## [Requirements]
Rewrite the data below, from the line holding "Look at the photo above. For each instance of the high-rise" through the end of the data, inclusive. Keep every line, requests included, and shift each x and y coordinate in the answers up by 96.

## [Data rows]
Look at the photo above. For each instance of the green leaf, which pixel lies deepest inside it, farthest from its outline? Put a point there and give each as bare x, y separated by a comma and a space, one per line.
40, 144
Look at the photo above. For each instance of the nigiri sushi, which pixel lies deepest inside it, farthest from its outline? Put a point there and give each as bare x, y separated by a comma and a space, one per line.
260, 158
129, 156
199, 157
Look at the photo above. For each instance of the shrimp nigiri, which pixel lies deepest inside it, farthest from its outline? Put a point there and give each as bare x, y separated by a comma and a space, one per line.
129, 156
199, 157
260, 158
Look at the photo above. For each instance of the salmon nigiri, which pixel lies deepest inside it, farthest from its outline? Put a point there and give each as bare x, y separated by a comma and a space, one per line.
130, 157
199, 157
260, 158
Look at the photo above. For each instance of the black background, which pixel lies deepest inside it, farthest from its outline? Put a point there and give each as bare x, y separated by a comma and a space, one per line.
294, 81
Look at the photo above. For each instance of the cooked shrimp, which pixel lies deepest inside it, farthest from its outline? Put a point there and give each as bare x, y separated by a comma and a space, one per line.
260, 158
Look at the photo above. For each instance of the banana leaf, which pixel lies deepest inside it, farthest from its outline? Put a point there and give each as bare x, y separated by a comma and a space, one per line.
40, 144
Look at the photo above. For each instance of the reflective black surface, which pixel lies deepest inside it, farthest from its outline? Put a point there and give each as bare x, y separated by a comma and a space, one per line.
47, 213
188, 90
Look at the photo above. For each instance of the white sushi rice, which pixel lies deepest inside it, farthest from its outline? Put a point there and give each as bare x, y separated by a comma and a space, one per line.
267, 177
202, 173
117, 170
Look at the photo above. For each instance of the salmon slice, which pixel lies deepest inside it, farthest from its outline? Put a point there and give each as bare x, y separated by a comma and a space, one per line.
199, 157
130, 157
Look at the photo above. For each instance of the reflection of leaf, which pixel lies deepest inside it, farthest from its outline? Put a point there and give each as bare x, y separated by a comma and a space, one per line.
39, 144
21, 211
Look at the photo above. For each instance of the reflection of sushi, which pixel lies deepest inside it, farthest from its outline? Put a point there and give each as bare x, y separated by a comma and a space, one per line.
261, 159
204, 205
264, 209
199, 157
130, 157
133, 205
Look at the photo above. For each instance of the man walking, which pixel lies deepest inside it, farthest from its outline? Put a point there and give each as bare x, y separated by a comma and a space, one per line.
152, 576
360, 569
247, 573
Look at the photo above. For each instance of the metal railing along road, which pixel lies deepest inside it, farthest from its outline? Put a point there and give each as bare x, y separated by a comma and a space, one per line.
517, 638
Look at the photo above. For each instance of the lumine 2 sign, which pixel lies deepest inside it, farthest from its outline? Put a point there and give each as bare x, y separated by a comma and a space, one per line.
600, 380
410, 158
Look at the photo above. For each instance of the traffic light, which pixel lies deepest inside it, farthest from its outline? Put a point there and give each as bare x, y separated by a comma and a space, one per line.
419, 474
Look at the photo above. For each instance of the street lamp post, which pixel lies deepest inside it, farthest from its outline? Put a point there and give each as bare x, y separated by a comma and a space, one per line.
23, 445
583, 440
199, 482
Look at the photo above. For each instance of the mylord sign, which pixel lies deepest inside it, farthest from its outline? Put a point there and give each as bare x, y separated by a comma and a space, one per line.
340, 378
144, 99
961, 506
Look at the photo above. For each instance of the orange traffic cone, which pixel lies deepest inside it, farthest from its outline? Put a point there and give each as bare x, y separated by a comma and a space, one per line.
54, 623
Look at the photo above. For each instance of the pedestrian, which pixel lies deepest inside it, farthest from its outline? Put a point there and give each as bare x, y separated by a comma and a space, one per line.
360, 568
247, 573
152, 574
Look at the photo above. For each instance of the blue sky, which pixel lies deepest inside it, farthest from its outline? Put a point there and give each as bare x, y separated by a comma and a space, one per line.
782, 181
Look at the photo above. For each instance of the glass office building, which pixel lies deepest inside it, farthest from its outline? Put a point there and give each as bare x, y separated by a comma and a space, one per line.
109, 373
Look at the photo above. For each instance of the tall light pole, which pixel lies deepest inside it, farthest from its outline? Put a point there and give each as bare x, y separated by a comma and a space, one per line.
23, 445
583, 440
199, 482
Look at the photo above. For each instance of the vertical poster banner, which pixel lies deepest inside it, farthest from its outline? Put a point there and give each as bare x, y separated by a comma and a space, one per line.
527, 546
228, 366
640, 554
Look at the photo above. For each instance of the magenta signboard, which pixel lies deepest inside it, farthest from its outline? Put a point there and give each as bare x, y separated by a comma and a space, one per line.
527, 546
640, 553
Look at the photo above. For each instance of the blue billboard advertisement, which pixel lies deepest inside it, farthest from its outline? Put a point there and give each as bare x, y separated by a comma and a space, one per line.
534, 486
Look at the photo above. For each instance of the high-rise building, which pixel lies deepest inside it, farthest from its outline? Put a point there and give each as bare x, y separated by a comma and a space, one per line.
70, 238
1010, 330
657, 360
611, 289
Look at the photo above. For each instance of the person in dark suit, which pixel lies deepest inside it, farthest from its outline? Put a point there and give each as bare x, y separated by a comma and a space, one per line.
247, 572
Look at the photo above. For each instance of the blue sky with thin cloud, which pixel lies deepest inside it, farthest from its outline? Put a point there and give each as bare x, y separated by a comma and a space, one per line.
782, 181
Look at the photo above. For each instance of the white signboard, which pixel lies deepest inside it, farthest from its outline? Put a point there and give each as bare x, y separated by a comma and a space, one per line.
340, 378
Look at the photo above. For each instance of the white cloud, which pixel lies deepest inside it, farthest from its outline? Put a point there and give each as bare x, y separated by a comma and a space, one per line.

## [Response to the task]
Look at the photo above. For each instance of the high-rise building, which pixel lies deepest inside it, farthest from its outline? Put a point there and give each as bare x, y separated by a comma and a space, one per line.
166, 334
1106, 426
753, 456
707, 385
Look at the photo above. For each instance of the person in dark suit, which pixel lies deepest inside it, farthest from its outline? Put a point there and give each as bare x, y separated by a comma and a space, one per line.
343, 668
Look at the photo above. For each instance of the blue sky with thin cloud, which pixel lies deepest inside it, farthest from its outline? Put a point there and give each as bare x, y separated by a comma and a space, one per line.
878, 277
Look at the photo above. For each instance of the white signboard, which pixel lies deepest inside it, farthest from its outline? Put a point there and give each as bare x, y separated by a comma and a space, one per line.
436, 474
Look at the photo above. For each instance of the white cloud, which pixel lies deepest inside it, farthest from its outline? Put a point there and give each as bare x, y separated by a comma and a space, one per line.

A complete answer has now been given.